▸ GIVEN DATA

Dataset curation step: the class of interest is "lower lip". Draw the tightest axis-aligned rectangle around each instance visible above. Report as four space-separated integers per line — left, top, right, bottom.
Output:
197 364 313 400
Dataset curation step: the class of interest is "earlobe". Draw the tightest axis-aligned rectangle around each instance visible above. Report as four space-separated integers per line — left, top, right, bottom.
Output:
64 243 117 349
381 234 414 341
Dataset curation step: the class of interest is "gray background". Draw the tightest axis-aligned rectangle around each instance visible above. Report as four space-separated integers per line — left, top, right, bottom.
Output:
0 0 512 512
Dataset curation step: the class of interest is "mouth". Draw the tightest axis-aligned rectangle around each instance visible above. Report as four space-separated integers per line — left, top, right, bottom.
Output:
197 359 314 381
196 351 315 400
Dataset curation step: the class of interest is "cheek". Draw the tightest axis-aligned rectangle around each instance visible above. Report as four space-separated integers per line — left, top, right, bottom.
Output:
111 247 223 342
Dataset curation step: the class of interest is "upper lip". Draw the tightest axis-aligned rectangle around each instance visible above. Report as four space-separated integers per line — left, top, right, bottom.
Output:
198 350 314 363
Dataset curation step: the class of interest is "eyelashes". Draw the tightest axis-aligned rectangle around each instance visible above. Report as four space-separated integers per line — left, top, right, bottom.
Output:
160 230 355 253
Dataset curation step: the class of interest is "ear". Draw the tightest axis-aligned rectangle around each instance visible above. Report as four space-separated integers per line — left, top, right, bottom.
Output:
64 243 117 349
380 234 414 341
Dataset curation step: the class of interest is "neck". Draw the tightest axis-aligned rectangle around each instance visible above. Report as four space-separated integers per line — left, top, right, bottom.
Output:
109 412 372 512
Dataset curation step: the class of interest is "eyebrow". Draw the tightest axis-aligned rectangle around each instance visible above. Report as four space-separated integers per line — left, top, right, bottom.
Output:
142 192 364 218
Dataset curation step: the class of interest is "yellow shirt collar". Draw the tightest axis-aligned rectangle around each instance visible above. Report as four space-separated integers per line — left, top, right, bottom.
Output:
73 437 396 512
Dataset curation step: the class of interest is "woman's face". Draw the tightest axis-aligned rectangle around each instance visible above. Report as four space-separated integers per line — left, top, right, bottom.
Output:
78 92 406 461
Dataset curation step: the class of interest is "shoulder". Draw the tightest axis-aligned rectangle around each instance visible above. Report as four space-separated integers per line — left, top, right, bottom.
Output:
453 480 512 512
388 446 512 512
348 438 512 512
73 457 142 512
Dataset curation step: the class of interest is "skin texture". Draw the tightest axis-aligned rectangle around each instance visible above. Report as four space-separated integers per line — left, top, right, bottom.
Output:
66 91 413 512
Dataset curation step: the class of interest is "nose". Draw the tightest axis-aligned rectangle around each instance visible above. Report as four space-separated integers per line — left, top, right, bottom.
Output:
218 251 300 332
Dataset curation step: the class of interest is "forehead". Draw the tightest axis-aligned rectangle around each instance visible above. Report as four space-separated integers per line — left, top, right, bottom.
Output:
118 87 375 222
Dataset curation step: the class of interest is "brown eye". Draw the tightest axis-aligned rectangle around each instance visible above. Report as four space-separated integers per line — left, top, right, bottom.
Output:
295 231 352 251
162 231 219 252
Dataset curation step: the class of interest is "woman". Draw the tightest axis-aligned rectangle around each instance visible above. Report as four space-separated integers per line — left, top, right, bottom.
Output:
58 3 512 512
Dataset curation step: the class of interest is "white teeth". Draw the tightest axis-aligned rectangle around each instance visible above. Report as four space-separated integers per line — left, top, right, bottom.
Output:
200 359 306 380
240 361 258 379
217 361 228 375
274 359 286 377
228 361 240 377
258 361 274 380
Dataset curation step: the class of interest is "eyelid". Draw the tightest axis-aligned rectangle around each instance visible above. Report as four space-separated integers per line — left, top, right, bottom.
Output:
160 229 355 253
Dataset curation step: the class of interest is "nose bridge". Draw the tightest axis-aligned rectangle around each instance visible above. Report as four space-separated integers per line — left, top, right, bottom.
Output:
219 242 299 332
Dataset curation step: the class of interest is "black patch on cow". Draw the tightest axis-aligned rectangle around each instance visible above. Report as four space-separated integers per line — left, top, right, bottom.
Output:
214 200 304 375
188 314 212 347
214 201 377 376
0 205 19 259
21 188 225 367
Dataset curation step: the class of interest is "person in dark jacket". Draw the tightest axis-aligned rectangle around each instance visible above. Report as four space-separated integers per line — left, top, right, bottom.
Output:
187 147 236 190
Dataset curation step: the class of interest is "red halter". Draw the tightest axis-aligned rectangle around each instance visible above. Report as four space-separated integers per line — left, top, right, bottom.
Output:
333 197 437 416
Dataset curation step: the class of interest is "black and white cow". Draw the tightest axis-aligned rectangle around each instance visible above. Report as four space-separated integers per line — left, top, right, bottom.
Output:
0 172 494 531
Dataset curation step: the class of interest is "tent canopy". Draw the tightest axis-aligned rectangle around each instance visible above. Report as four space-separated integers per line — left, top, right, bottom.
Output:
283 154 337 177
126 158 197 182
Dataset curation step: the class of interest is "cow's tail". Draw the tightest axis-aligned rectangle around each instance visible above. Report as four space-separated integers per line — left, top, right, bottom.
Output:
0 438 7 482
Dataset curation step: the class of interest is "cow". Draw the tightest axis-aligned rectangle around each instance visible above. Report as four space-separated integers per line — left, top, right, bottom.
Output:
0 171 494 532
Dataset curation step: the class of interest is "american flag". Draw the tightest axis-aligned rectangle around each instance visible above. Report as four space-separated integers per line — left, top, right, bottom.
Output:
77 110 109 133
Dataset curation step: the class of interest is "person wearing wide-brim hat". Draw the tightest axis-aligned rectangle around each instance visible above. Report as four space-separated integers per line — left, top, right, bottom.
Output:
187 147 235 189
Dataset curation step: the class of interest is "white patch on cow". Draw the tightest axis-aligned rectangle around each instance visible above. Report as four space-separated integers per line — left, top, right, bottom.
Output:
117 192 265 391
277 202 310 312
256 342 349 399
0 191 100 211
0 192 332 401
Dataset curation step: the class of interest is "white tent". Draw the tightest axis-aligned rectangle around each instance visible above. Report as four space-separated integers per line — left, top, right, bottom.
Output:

▸ TASK REQUIREMENTS
Return the data from its start through the line containing "111 247 223 342", copying these lines exactly as they appear.

▸ RESPONSE
Dataset curation step: the class of interest is "lower lip". Draw the tightest axis-aligned rectangle around each instance visible above. Report as four space-separated integers per line — left, top, right, bottom.
Output:
197 364 313 400
Dataset curation step: the class of interest is "earlobe". Draw the tightest axis-aligned rectangle around each instance visible above. Report as four space-separated integers per line — left, top, right, bottom.
Output:
64 243 117 349
381 234 414 341
Dataset curation step: the class of interest is "gray background". Draw the tightest axis-aligned rectangle around each instance visible above. Report as four space-separated integers per line — left, top, right, bottom.
Output:
0 0 512 512
Dataset curation step: the class of interest is "mouth". Draw the tightest axis-aligned rectangle around each instance visible above. Report as four space-separated integers per line — left, top, right, bottom.
Output:
197 359 314 381
196 351 315 400
Dataset curation step: the class of interest is "cheek". Draw the tightest axis-aligned rectangle around each instance visible above. Report as four space-separated integers per line — left, top, right, bottom.
Output:
111 247 223 342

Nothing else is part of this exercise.